■ Problem details ■
Please set down every entry from the listing below, word for word.

● ● ● ●

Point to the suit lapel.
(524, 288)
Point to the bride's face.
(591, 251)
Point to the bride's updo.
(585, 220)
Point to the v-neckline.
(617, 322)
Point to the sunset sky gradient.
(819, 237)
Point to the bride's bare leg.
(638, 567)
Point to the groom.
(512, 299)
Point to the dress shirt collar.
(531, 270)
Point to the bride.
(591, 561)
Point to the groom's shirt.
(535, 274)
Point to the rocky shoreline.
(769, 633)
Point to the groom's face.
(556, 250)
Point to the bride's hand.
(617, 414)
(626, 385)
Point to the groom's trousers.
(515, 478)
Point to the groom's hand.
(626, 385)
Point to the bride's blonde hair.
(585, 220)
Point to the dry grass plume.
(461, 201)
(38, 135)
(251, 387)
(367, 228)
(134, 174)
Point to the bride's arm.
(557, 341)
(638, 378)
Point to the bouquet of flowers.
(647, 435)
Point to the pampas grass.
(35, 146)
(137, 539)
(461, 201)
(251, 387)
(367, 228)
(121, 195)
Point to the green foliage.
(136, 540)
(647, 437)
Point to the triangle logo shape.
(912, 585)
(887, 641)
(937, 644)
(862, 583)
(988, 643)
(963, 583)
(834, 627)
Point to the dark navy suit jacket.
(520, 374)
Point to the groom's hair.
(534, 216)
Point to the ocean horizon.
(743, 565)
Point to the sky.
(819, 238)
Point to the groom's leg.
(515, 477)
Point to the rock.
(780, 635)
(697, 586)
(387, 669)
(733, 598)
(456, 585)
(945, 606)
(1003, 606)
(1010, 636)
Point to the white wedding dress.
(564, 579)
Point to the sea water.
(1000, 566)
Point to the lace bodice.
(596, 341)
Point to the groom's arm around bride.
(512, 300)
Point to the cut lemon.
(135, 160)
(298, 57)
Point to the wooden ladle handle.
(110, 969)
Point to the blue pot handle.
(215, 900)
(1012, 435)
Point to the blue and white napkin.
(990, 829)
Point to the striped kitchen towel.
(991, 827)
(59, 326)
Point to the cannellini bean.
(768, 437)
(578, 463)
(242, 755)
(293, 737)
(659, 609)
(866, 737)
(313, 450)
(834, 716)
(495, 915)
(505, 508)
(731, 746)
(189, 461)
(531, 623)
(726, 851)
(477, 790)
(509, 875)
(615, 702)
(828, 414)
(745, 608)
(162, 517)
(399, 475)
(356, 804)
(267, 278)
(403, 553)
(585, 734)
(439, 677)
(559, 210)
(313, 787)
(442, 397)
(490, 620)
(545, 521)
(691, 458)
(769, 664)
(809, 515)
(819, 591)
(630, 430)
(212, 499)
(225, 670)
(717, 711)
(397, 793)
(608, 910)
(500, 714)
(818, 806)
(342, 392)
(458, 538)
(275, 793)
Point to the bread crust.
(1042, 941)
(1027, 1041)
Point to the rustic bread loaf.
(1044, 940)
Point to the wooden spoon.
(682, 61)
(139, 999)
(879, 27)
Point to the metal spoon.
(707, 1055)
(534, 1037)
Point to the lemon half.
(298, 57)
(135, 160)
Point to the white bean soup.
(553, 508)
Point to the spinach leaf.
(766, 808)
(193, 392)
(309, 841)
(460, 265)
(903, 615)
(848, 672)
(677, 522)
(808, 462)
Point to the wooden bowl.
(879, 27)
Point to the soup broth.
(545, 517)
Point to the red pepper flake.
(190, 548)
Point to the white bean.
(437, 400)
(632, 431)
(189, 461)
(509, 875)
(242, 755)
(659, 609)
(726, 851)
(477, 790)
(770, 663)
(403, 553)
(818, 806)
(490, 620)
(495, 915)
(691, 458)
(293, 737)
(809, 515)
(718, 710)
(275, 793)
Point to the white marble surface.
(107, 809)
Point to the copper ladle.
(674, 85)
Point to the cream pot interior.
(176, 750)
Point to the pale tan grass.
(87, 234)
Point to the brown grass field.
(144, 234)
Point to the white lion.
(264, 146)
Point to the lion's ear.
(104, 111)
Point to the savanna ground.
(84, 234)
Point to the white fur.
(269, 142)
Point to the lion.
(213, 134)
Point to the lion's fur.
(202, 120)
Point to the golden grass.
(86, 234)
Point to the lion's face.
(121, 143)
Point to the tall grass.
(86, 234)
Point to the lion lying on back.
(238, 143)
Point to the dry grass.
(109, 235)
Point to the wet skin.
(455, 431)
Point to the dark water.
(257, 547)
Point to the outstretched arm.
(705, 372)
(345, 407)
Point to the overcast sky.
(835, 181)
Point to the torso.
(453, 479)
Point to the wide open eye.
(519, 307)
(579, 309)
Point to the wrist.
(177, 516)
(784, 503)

● ● ● ●

■ Output below ■
Point to the suit lapel.
(524, 288)
Point to the bride's face.
(591, 251)
Point to the bride's updo.
(585, 220)
Point to the v-neckline.
(617, 322)
Point to the sunset sky gradient.
(819, 237)
Point to the bride's bare leg.
(638, 567)
Point to the groom.
(512, 299)
Point to the dress shirt collar.
(531, 270)
Point to the bride.
(591, 561)
Point to the groom's shirt.
(535, 274)
Point to the rocky shoreline.
(769, 633)
Point to the groom's face.
(556, 250)
Point to the bride's hand.
(617, 414)
(626, 385)
Point to the groom's trousers.
(515, 478)
Point to the groom's hand.
(626, 385)
Point to the bride's blonde hair.
(585, 220)
Point to the dry grass plume.
(461, 201)
(38, 135)
(251, 387)
(367, 228)
(134, 174)
Point to the bride's arm.
(557, 341)
(638, 378)
Point to the bouquet of flowers.
(647, 435)
Point to the pampas grass.
(35, 146)
(137, 539)
(461, 201)
(251, 387)
(367, 228)
(121, 195)
Point to the green foliage.
(136, 540)
(647, 437)
Point to the triangle logo shape.
(912, 585)
(887, 641)
(937, 644)
(862, 583)
(988, 643)
(963, 583)
(834, 627)
Point to the dark navy suit jacket.
(520, 374)
Point to the groom's hair.
(534, 216)
Point to the ocean horizon.
(743, 565)
Point to the sky.
(819, 238)
Point to the groom's leg.
(515, 477)
Point to the rock.
(780, 635)
(697, 586)
(387, 669)
(733, 598)
(456, 585)
(945, 606)
(1003, 606)
(1010, 636)
Point to the white wedding dress.
(564, 579)
Point to the sea water.
(1000, 566)
Point to the lace bodice.
(596, 341)
Point to the groom's arm around bride.
(512, 300)
Point to the cut lemon.
(135, 160)
(298, 57)
Point to the wooden ladle handle.
(110, 969)
Point to the blue pot handle.
(215, 900)
(1012, 435)
Point to the blue and white napkin.
(990, 829)
Point to the striped kitchen towel.
(991, 827)
(59, 326)
Point to the cannellini bean.
(768, 437)
(578, 463)
(242, 755)
(293, 737)
(659, 609)
(866, 737)
(313, 450)
(834, 716)
(495, 915)
(505, 508)
(731, 746)
(189, 461)
(531, 623)
(726, 851)
(477, 790)
(509, 875)
(615, 702)
(828, 414)
(745, 608)
(162, 517)
(399, 475)
(356, 804)
(267, 278)
(403, 553)
(585, 734)
(439, 677)
(559, 210)
(313, 787)
(442, 397)
(490, 620)
(545, 521)
(691, 458)
(769, 664)
(809, 515)
(819, 591)
(630, 430)
(212, 499)
(225, 670)
(717, 711)
(397, 793)
(608, 910)
(500, 714)
(818, 806)
(342, 392)
(458, 538)
(275, 793)
Point to the bread crust.
(1042, 941)
(1027, 1041)
Point to the rustic bread loaf.
(1044, 940)
Point to the wooden spoon.
(682, 61)
(139, 999)
(879, 27)
Point to the metal spoon.
(707, 1055)
(534, 1037)
Point to the lemon half.
(298, 57)
(135, 160)
Point to the white bean soup.
(553, 508)
Point to the spinach leaf.
(766, 808)
(193, 392)
(309, 841)
(460, 265)
(903, 615)
(848, 672)
(677, 522)
(808, 462)
Point to the wooden bowl.
(879, 27)
Point to the soup broth.
(545, 517)
Point to the red pepper flake.
(190, 548)
Point to the white bean.
(437, 400)
(632, 431)
(189, 461)
(509, 875)
(242, 755)
(659, 609)
(726, 851)
(477, 790)
(770, 663)
(403, 553)
(818, 806)
(490, 620)
(495, 915)
(691, 458)
(293, 737)
(809, 515)
(718, 710)
(275, 793)
Point to the white marble surface.
(107, 809)
Point to the copper ladle.
(674, 85)
Point to the cream pot interior.
(176, 750)
Point to the pale tan grass.
(87, 234)
Point to the brown grass field.
(144, 234)
Point to the white lion.
(264, 146)
Point to the lion's ear.
(104, 111)
Point to the savanna ground.
(84, 234)
Point to the white fur.
(269, 142)
Point to the lion.
(213, 134)
Point to the lion's fur.
(202, 120)
Point to the golden grass.
(86, 234)
Point to the lion's face.
(121, 143)
Point to the tall grass.
(86, 234)
Point to the lion lying on back.
(238, 143)
Point to the dry grass.
(109, 235)
Point to the wet skin.
(455, 431)
Point to the dark water.
(257, 547)
Point to the outstretched arm.
(705, 372)
(345, 407)
Point to the overcast sky.
(835, 181)
Point to the torso.
(453, 479)
Point to the wide open eye.
(519, 307)
(579, 309)
Point to the wrist.
(177, 516)
(784, 503)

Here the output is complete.